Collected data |

--------

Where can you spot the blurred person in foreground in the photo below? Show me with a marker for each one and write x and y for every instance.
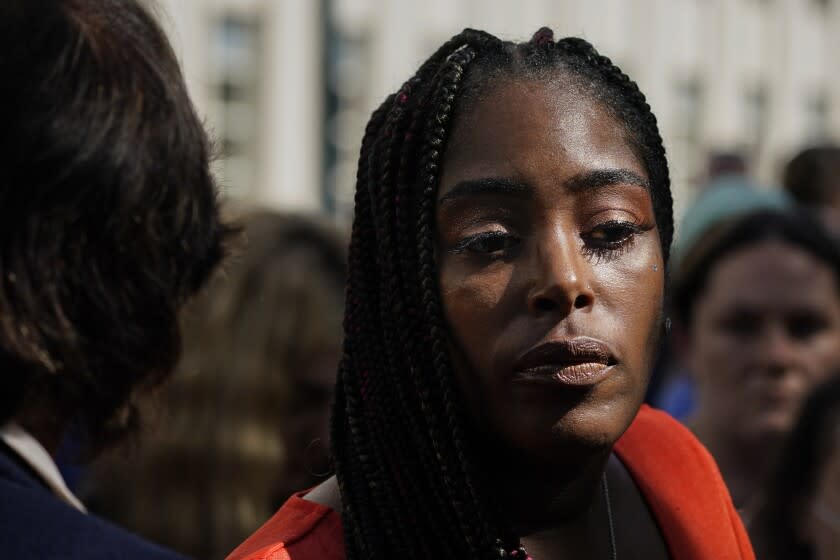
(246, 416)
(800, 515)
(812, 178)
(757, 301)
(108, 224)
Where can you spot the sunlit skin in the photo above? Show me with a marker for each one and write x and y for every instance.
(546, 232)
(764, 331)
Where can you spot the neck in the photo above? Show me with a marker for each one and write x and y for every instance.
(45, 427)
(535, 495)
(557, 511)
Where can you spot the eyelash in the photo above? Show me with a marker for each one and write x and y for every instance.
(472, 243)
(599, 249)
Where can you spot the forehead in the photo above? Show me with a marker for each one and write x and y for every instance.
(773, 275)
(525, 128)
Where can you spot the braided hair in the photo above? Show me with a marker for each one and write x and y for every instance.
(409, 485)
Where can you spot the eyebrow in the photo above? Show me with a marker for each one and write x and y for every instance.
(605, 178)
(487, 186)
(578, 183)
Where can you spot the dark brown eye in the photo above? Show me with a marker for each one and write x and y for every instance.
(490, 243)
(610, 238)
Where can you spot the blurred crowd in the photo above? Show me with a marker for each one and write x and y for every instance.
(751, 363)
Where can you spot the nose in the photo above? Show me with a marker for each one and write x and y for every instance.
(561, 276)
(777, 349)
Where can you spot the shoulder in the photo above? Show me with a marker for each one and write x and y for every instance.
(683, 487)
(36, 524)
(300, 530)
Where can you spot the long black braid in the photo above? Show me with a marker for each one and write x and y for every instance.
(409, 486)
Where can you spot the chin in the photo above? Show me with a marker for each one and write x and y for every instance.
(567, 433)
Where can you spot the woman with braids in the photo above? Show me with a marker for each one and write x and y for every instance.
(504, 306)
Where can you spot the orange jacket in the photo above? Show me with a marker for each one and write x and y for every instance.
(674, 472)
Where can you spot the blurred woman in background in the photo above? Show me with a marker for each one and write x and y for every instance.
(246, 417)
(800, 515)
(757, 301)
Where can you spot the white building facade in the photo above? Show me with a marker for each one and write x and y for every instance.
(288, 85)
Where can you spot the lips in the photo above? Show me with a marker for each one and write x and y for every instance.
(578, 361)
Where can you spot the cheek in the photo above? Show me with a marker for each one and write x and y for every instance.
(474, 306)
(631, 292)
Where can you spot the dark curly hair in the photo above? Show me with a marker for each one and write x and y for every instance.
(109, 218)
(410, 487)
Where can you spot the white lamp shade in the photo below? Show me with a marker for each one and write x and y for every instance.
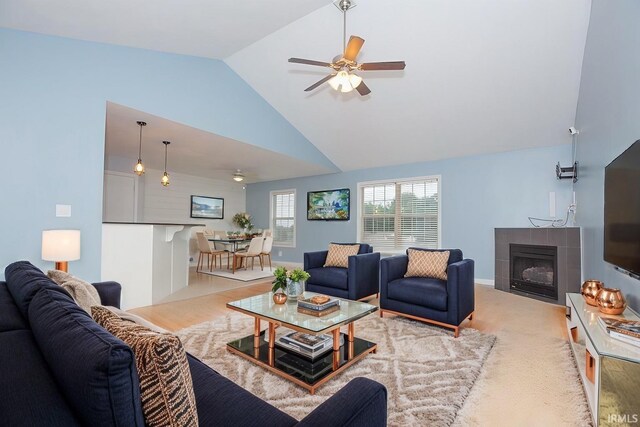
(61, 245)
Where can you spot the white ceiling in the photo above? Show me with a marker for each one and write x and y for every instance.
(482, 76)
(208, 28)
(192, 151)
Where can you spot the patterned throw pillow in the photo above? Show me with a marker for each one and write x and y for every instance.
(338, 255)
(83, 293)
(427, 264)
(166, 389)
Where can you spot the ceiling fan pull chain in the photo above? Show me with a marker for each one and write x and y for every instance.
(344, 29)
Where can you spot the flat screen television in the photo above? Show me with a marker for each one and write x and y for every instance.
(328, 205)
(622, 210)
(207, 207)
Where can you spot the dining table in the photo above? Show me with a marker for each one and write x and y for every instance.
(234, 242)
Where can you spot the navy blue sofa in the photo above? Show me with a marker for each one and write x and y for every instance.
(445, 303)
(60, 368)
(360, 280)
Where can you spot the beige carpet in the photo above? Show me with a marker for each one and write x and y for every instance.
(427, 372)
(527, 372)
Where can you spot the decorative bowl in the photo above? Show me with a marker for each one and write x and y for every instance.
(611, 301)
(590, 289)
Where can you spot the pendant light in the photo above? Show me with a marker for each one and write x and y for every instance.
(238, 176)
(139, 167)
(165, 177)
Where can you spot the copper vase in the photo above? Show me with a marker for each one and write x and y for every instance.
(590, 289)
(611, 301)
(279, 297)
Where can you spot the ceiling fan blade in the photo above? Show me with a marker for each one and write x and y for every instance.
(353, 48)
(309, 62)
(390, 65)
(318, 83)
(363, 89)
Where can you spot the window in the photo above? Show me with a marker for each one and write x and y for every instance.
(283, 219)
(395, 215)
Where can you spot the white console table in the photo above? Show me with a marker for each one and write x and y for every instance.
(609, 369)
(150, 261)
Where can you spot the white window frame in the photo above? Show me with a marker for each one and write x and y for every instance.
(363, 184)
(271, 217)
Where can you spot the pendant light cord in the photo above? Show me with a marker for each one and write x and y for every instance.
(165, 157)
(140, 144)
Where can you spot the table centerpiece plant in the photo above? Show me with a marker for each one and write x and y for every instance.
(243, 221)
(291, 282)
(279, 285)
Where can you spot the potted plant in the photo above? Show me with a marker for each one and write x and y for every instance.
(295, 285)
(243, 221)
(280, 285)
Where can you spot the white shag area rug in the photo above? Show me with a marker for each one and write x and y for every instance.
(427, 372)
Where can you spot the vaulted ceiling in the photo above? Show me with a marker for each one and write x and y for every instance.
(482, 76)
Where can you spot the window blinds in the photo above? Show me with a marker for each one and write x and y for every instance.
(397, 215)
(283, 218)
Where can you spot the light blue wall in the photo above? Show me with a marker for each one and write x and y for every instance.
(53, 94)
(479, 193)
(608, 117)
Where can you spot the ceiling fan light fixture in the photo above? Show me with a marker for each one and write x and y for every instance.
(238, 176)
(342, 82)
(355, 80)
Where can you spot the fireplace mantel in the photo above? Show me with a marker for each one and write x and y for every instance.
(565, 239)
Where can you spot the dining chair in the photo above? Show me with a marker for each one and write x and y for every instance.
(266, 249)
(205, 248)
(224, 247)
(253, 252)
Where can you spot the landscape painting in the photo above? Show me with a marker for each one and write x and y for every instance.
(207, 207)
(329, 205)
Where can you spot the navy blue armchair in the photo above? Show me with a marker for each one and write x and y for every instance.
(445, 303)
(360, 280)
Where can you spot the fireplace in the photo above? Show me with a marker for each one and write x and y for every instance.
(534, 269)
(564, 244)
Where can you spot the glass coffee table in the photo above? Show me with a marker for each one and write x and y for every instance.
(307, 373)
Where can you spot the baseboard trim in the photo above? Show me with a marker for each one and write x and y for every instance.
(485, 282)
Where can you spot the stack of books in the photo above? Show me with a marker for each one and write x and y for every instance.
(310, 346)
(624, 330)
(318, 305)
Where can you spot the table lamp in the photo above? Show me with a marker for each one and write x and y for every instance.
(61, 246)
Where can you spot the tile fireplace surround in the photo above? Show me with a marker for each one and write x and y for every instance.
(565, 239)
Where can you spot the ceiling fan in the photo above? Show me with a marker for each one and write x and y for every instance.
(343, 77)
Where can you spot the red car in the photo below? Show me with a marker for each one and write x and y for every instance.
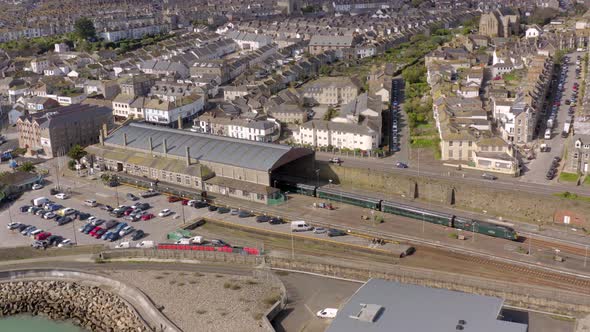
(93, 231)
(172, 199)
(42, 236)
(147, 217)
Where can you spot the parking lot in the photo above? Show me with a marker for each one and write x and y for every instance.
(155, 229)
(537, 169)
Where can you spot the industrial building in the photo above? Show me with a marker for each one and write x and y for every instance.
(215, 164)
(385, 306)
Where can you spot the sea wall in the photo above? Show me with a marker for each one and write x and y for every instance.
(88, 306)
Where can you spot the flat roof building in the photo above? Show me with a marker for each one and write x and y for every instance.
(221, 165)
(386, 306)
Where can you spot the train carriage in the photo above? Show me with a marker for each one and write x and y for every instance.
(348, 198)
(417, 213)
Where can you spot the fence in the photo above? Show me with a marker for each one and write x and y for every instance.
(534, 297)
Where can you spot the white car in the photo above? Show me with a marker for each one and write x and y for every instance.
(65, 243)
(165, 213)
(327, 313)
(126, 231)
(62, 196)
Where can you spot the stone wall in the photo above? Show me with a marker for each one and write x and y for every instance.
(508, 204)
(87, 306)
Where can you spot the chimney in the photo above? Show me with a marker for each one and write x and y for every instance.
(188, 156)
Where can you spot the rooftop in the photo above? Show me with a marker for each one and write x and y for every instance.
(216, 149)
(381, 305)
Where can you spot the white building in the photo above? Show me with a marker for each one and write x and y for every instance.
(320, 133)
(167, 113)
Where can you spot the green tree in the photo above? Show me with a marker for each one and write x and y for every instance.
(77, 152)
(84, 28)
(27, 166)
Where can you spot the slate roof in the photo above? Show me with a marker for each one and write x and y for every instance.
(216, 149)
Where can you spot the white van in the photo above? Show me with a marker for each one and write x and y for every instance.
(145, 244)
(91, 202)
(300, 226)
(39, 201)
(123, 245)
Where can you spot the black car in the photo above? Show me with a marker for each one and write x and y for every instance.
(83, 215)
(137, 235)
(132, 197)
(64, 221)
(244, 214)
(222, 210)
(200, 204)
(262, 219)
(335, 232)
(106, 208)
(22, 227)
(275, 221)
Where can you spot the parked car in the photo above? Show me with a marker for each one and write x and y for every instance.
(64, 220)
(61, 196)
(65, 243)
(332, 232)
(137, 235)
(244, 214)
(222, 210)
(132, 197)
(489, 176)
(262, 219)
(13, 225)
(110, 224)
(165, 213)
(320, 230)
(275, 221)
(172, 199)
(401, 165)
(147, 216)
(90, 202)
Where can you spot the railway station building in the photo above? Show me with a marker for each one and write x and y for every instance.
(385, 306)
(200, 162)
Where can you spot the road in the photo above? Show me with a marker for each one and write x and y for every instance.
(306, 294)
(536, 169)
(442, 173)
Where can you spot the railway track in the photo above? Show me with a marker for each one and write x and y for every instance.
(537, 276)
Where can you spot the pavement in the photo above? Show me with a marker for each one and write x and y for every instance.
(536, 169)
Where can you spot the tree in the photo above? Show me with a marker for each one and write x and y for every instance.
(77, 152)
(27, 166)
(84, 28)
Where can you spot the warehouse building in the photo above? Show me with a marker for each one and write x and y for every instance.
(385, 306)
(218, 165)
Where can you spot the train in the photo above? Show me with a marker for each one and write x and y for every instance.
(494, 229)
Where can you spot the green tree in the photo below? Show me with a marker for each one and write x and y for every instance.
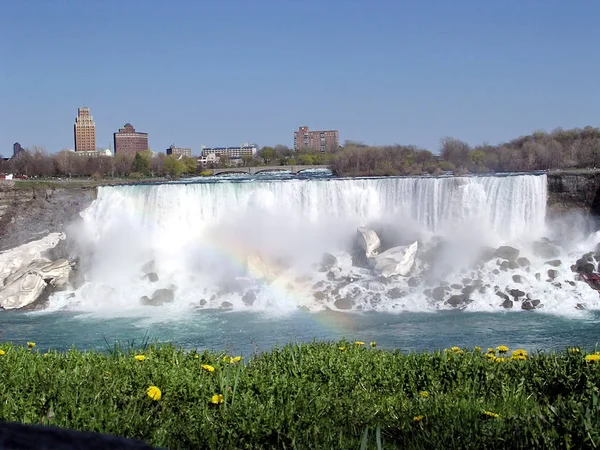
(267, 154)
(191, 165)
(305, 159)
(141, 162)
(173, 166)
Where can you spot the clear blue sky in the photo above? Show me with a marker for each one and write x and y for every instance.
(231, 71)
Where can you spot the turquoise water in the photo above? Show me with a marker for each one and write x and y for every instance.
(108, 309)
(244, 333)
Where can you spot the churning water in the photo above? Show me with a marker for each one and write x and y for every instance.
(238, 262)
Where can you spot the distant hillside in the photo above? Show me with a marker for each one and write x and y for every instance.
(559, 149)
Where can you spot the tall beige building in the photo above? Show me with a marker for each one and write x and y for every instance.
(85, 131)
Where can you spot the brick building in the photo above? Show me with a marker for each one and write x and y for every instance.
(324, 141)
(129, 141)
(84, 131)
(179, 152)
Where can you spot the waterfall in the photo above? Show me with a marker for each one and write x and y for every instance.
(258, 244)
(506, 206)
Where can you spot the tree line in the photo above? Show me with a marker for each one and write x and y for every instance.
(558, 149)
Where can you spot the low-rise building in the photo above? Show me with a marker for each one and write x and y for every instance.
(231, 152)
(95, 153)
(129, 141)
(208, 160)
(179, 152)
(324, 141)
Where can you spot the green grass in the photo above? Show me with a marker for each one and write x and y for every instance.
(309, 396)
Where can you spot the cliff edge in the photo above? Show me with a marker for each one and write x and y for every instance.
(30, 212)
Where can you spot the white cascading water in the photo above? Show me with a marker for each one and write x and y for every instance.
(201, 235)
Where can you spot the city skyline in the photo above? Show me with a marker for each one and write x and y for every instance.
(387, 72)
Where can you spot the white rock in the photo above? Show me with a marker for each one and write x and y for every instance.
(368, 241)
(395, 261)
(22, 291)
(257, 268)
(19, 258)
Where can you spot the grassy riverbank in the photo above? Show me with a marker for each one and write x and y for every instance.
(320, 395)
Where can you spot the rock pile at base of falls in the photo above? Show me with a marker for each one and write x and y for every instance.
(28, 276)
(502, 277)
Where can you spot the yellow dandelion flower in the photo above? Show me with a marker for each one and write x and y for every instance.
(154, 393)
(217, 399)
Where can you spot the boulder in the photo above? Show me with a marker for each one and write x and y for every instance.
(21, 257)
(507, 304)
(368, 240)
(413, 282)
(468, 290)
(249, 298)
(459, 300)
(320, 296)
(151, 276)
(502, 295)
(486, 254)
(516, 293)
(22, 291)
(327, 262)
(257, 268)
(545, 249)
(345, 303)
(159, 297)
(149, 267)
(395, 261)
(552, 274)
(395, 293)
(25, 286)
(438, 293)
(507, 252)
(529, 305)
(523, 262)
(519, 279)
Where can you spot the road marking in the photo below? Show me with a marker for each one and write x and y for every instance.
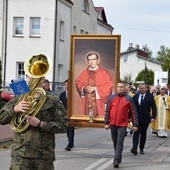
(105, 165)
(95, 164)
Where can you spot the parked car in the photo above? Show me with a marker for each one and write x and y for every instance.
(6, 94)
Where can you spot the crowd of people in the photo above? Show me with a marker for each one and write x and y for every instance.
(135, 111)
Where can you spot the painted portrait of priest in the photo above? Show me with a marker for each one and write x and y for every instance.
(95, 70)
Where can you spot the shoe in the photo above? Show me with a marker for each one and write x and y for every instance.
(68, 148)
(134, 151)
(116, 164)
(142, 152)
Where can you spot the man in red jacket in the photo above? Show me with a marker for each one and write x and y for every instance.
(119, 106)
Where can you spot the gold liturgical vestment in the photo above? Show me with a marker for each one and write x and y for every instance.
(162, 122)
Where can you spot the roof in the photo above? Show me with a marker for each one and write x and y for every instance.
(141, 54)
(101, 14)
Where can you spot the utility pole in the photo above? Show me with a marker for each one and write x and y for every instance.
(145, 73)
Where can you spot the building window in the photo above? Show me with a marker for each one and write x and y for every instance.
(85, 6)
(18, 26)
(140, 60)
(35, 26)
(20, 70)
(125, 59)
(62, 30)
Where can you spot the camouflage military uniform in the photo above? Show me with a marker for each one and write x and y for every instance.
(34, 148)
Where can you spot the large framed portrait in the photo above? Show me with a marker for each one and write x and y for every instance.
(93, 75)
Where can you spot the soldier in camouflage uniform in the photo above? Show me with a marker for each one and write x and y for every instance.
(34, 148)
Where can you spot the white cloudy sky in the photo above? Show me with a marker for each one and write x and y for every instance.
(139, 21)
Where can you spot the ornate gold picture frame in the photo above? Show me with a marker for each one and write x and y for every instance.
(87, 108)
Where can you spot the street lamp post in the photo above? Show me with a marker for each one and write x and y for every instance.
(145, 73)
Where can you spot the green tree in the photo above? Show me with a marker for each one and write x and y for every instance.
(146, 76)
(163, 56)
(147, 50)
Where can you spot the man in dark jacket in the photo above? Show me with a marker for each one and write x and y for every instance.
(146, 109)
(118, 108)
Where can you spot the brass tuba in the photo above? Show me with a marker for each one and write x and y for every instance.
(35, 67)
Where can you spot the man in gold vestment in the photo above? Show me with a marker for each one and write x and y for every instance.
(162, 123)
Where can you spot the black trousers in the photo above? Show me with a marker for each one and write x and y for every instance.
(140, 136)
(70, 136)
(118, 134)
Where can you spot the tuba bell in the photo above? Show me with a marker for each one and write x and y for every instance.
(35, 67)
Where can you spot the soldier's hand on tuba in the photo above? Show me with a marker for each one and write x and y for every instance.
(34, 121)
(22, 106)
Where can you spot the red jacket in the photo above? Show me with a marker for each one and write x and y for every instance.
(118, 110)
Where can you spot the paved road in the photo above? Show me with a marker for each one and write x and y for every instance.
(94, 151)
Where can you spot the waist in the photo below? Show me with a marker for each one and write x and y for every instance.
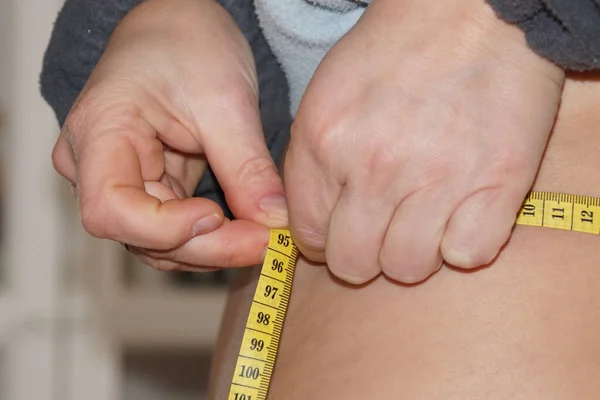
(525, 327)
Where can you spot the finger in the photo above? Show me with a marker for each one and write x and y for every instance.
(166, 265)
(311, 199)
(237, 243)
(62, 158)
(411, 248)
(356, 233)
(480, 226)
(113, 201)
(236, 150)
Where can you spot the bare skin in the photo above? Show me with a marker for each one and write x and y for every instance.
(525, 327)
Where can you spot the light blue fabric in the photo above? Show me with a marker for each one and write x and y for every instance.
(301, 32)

--------

Set down the line containing "Where can you spot the black trousers", then every later line through the end of the material, exactly as written; omit any picture.

Where can you spot the black trousers in the photo above? Show me with a marker for each one and write x and y for every instance.
(140, 136)
(70, 136)
(118, 134)
Where can you spot the tuba bell in the photo above? Show me with a marker for each one and write x and y for every instance.
(35, 67)
Where can you spot the soldier's hand on tuba in the photo above? Show me with a marker for each one and write x and y for every instance.
(34, 121)
(22, 106)
Where can you spot the red jacket in the photo above? Show me with a marker for each one and write x and y for every instance.
(118, 110)
Where can you spot the paved road in the photo above? Show me with a marker for each one and write x and y for every instance.
(94, 151)
Where can you spot the waist in the photo below? Show me with a marker for each one and write x and y for every instance.
(525, 327)
Where can you spot the finger in the photo above? Show me with a marker for each one and write x and y for every instance.
(166, 265)
(311, 199)
(237, 243)
(62, 158)
(411, 248)
(356, 233)
(480, 226)
(113, 201)
(236, 150)
Where can you spot the bare skin in the photo above? Show me with a marker for each one and write x and y for every instance.
(525, 327)
Where can you spot the light blue fabric in the photo above? Show me with a marker for each one and write x and y for every instance.
(301, 32)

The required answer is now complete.